======== DATA FOR REVIEW ========

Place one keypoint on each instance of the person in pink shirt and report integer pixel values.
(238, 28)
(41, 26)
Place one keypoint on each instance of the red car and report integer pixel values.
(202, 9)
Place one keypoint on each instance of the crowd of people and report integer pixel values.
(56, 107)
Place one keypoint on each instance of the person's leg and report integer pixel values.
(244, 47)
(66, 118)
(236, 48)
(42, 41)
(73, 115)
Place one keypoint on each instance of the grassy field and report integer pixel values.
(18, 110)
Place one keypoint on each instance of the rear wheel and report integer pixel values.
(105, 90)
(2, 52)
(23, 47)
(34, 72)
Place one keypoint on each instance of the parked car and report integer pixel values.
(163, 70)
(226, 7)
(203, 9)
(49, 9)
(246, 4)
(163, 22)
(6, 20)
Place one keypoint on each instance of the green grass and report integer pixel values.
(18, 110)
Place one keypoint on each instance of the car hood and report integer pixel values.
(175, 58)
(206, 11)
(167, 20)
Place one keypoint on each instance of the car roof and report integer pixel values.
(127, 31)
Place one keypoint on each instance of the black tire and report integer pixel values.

========

• _TO DO_:
Word for word, restate the material above.

• _SOLUTION TO THIS PROBLEM_:
Place one keypoint on each instance of the person in pink shirt and report integer pixel values.
(238, 28)
(41, 26)
Place one keypoint on each instance of the red car and report integer pixel values.
(202, 9)
Place one keypoint on each instance of the crowd of people and report integer pixel values.
(56, 107)
Place one keypoint on each instance of the person's leg and report integer pixel values.
(244, 47)
(66, 118)
(236, 48)
(42, 41)
(73, 115)
Place one keypoint on each instance of the grassy field and report integer pixel values.
(18, 110)
Place one keypoint on each instance of the rear wheel and report integer pixel values.
(105, 90)
(2, 52)
(23, 47)
(34, 72)
Place one keypoint on each instance of the parked car and report integer pixel values.
(163, 70)
(226, 7)
(203, 9)
(49, 9)
(246, 4)
(163, 22)
(6, 20)
Place one keypoint on each instance of the green grass and report integer pixel values.
(18, 110)
Place one keypoint on each instance of the car hood and report integer pixel values.
(175, 58)
(206, 11)
(167, 20)
Place one keypoint on each instance of the car roof and report integer pixel values.
(127, 31)
Place one keypoint on each instance of the black tire and report integer pixel values.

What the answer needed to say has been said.